### Gestelde opdracht
Haal alsjeblieft het volledige stuk over Lander & Adriaan ongewijzigd en zonder weglatingen uit de pagina.

### Fragment
+++++

Ze waren een van die kleine acts op Down The Rabbit Hole waar iedereen het over had: Lander & Adriaan, twee geschoolde muzikanten uit België die even doordacht als intuïtief een samensmelting tussen jazz en rave maken. Komend weekend komen ze dat nog eens doen op Into The Great Wide Open.

Lander en Adriaan, dat klinkt als een olijk duo, nietwaar? Als die clown en die acrobaat, als Peppie & Kokkie, als Buurman & Buurman. Kies je favoriet maar en voeg eraan toe: … van de Belgische popmuziek. Zo eenvoudig is het om muziekjournalist te zijn. Onafscheidelijk zijn ze nu, of eigenlijk sinds de lockdown, in 2020. Maar Lander Gyselinck en Adriaan van de Velde kennen elkaar al veel langer. Gyselinck, de laatste jaren vooral bekend als drummer van STUFF., weet het nog. Het was bij een show van Rustie en Hudson Mohawke op het Domino Festival in Brussel. ‘Ik was een jaar of achttien, en die jongens waren ook heel jong. Hudmo was superdik en supercute. Er was die avond geen kat, niemand kende ze. Iedereen die daar die avond stond was muzikant. Dries uit STUFF. bijvoorbeeld was er ook.’ Gyselinck werd in de jaren die volgden een gevierd muzikant, naast STUFF. onder meer met Zwangere Guy en het duo BeraadGeslagen. Van de Velde speelde onder meer bij J. Bernardt en Mauro Pawlowski.

+++++

### Aangeleverde gegevens

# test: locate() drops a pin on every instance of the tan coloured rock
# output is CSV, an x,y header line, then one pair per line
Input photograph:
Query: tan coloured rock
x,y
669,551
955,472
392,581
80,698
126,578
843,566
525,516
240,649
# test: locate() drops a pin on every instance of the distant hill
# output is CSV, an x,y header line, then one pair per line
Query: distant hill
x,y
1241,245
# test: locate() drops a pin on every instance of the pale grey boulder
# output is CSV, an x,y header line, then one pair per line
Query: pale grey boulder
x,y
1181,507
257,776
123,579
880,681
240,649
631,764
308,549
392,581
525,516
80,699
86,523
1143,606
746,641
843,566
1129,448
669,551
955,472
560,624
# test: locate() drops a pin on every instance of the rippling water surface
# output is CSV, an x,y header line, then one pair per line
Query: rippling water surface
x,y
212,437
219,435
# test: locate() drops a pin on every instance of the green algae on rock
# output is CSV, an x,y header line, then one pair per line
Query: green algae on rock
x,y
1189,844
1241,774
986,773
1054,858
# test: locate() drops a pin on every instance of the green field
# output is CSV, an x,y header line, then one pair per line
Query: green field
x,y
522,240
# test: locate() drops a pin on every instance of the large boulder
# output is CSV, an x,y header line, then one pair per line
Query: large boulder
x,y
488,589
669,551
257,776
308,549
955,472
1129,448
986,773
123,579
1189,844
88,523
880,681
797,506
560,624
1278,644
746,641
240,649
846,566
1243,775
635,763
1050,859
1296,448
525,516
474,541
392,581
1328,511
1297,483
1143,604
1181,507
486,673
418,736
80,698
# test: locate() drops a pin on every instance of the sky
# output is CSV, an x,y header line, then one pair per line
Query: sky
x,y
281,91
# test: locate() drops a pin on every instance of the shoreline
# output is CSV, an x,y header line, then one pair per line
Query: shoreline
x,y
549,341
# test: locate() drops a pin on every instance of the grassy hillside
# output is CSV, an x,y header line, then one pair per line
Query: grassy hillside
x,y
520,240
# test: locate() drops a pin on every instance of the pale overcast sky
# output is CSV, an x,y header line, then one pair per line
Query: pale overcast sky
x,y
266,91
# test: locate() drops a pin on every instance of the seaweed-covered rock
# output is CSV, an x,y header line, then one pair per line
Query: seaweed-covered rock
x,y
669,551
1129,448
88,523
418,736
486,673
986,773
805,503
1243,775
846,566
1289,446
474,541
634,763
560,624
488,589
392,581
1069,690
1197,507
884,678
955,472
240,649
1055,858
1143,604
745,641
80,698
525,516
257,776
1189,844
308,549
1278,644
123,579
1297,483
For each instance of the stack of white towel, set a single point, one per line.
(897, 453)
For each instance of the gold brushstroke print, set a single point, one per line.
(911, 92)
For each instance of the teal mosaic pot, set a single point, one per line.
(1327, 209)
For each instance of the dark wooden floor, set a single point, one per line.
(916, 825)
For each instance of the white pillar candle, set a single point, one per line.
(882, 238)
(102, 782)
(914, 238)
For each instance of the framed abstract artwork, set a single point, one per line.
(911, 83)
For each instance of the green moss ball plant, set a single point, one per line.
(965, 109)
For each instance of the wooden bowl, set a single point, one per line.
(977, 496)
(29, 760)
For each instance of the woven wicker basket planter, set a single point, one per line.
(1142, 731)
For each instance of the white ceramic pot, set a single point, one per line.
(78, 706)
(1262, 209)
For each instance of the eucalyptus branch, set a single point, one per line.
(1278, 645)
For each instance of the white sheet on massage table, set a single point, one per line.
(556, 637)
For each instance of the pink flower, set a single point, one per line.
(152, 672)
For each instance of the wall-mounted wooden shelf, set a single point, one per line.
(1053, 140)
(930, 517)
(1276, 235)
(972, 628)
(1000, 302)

+++++

### Verwacht antwoord
Ze waren een van die kleine acts op Down The Rabbit Hole waar iedereen het over had: Lander & Adriaan, twee geschoolde muzikanten uit België die even doordacht als intuïtief een samensmelting tussen jazz en rave maken. Komend weekend komen ze dat nog eens doen op Into The Great Wide Open.

Lander en Adriaan, dat klinkt als een olijk duo, nietwaar? Als die clown en die acrobaat, als Peppie & Kokkie, als Buurman & Buurman. Kies je favoriet maar en voeg eraan toe: … van de Belgische popmuziek. Zo eenvoudig is het om muziekjournalist te zijn. Onafscheidelijk zijn ze nu, of eigenlijk sinds de lockdown, in 2020. Maar Lander Gyselinck en Adriaan van de Velde kennen elkaar al veel langer. Gyselinck, de laatste jaren vooral bekend als drummer van STUFF., weet het nog. Het was bij een show van Rustie en Hudson Mohawke op het Domino Festival in Brussel. ‘Ik was een jaar of achttien, en die jongens waren ook heel jong. Hudmo was superdik en supercute. Er was die avond geen kat, niemand kende ze. Iedereen die daar die avond stond was muzikant. Dries uit STUFF. bijvoorbeeld was er ook.’ Gyselinck werd in de jaren die volgden een gevierd muzikant, naast STUFF. onder meer met Zwangere Guy en het duo BeraadGeslagen. Van de Velde speelde onder meer bij J. Bernardt en Mauro Pawlowski.